SOURCE:
I am in the UK. Is it worth upgrading the memory in my old WinXP PC? It's
an Athlon 3400+ (socket 939) with 1GB PC3200.

It has an empty memory slot, I can add 1GB to make the total 2GB.

Is the performance improvement worthwhile or is it likely to be very
modest?

1GB PC3200 costs about £30. Alternatively would it be better to save the
£30 towards a new system unit? (I can afford about £250 to £300.)
 
I am in the UK. Is it worth upgrading the memory in my old WinXP PC?
It's an Athlon 3400+ (socket 939) with 1GB PC3200.

It has an empty memory slot, I can add 1GB to make the total 2GB.

Is the performance improvement worthwhile or is it likely to be very
modest?

1GB PC3200 costs about £30. Alternatively would it be better to save the
£30 towards a new system unit? (I can afford about £250 to £300.)

To some degree, it depends what you use the system for.

If it's just web-browsing, Office type apps ect, you won't see a
significant difference going from 1 to 2GB; certainly nothing like the
difference between 512MB and 1GB.

OTOH, if you regularly manipulate large files, for example using
Photoshop with RAW files, it will make a small difference.

If it was my money, I'd be putting it towards the new system...

Chris
 
I am in the UK. Is it worth upgrading the memory in my old WinXP PC?
It's an Athlon 3400+ (socket 939) with 1GB PC3200.

It has an empty memory slot, I can add 1GB to make the total 2GB.

DATASET ENTRIES:
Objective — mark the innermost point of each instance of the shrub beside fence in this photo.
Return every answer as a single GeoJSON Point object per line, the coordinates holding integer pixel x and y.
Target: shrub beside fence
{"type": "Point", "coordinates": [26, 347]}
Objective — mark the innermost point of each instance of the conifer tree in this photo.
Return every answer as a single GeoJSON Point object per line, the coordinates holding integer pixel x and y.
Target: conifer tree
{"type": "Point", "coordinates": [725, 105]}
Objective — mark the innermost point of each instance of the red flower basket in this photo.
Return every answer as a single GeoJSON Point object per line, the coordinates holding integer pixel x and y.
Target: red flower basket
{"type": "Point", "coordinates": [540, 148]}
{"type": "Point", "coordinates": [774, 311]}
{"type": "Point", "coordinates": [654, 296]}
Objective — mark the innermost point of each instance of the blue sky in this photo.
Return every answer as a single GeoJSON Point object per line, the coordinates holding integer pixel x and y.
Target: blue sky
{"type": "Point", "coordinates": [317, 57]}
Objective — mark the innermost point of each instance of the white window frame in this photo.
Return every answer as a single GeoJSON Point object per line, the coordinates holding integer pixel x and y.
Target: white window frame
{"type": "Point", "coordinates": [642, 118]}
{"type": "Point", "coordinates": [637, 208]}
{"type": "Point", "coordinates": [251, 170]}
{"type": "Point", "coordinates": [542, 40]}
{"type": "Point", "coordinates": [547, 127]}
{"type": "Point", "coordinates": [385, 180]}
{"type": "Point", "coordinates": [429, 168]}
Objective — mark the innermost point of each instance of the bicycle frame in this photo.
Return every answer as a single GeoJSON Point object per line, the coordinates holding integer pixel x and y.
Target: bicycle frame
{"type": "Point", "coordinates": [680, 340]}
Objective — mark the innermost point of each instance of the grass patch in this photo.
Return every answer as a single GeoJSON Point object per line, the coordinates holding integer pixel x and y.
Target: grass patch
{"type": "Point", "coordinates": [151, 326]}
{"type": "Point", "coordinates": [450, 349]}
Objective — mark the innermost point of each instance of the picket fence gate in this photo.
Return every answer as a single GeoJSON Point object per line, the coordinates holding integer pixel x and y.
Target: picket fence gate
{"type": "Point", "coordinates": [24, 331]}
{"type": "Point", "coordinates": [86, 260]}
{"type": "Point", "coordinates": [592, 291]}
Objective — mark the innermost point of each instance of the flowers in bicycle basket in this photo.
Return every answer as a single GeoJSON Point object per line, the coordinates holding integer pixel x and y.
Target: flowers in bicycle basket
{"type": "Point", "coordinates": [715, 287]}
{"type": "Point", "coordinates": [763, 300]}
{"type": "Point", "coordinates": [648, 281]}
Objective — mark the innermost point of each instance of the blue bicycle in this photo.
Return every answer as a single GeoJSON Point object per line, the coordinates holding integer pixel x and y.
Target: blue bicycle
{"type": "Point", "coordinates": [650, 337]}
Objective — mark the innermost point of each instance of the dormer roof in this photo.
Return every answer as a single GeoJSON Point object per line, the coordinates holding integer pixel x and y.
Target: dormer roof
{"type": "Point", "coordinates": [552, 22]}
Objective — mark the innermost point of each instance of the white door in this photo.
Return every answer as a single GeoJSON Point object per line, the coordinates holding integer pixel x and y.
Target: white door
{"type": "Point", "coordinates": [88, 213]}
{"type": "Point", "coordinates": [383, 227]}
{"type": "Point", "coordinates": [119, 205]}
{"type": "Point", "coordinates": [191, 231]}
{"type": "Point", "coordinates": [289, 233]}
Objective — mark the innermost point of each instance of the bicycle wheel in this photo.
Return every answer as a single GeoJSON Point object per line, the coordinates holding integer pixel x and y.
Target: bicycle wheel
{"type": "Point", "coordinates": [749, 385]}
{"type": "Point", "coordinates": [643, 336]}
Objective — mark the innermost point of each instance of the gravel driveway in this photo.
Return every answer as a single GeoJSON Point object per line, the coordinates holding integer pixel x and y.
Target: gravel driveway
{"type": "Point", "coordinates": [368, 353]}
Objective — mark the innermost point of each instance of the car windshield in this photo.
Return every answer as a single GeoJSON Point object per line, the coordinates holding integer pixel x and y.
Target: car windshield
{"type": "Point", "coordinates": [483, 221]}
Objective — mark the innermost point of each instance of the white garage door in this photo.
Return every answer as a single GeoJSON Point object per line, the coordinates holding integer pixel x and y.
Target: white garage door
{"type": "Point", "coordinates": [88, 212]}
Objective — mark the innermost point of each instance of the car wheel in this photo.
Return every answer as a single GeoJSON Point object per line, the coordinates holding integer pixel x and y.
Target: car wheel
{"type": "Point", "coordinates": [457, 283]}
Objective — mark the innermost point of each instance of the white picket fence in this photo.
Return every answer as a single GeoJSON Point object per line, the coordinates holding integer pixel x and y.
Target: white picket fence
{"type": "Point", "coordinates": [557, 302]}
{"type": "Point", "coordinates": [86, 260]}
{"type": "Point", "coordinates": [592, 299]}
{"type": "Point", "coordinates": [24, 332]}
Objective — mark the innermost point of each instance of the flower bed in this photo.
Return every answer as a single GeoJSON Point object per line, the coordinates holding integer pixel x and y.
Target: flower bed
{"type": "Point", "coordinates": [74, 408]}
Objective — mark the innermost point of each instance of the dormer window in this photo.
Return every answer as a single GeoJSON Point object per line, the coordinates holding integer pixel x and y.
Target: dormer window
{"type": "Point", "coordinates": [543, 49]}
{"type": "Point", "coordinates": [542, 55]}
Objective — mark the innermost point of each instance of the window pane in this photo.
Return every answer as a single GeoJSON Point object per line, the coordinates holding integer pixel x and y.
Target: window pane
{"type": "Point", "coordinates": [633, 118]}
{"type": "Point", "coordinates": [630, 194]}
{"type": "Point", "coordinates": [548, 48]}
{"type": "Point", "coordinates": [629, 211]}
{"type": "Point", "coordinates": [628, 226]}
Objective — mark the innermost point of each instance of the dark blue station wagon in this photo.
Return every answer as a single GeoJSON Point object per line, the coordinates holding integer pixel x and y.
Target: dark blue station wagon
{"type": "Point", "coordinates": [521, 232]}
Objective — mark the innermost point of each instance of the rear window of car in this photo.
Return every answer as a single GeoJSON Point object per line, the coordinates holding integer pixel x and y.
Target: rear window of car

THE PROBLEM:
Continue the discussion about upgrading the memory in an old WinXP PC, beginning after its last sentence.

THE REPLY:
Is the performance improvement worthwhile or is it likely to be very
modest?

Monitor your memory usage - if you're swapping much then it will
probably help, if not it probably won't, unless the times when it does
occasionally swap a significant amount impairs the usability i.e. those
are the times you find yourself wishing it would hurry up, so it may
make a significant qualitative difference even though quantitatively
it's fairly trivial. Having said that, removing one bottleneck usually
serves only to reveal another one somewhere else.
 
Sandi said:
I am in the UK. Is it worth upgrading the memory in my old WinXP PC?
It's
an Athlon 3400+ (socket 939) with 1GB PC3200.

It has an empty memory slot, I can add 1GB to make the total 2GB.

Is the performance improvement worthwhile or is it likely to be very
modest?

1GB PC3200 costs about £30. Alternatively would it be better to save
the
£30 towards a new system unit? (I can afford about £250 to £300.)

As others have said, what applications do you want to speed-up?
If you like having several applications open at the same time, having
2GB rather than 1 will help.
One alternative to extra RAM is to replace the system drive with
an SSD, if it is SATA. Not cheap, but that would make everything
that isn't processor-bound much faster and you could later transfer
the SSD into a new system.
HTH
 
Sandi said:
I am in the UK. Is it worth upgrading the memory in my old WinXP PC? It's
an Athlon 3400+ (socket 939) with 1GB PC3200.

It has an empty memory slot, I can add 1GB to make the total 2GB.

Is the performance improvement worthwhile or is it likely to be very
modest?

1GB PC3200 costs about £30. Alternatively would it be better to save the
£30 towards a new system unit? (I can afford about £250 to £300.)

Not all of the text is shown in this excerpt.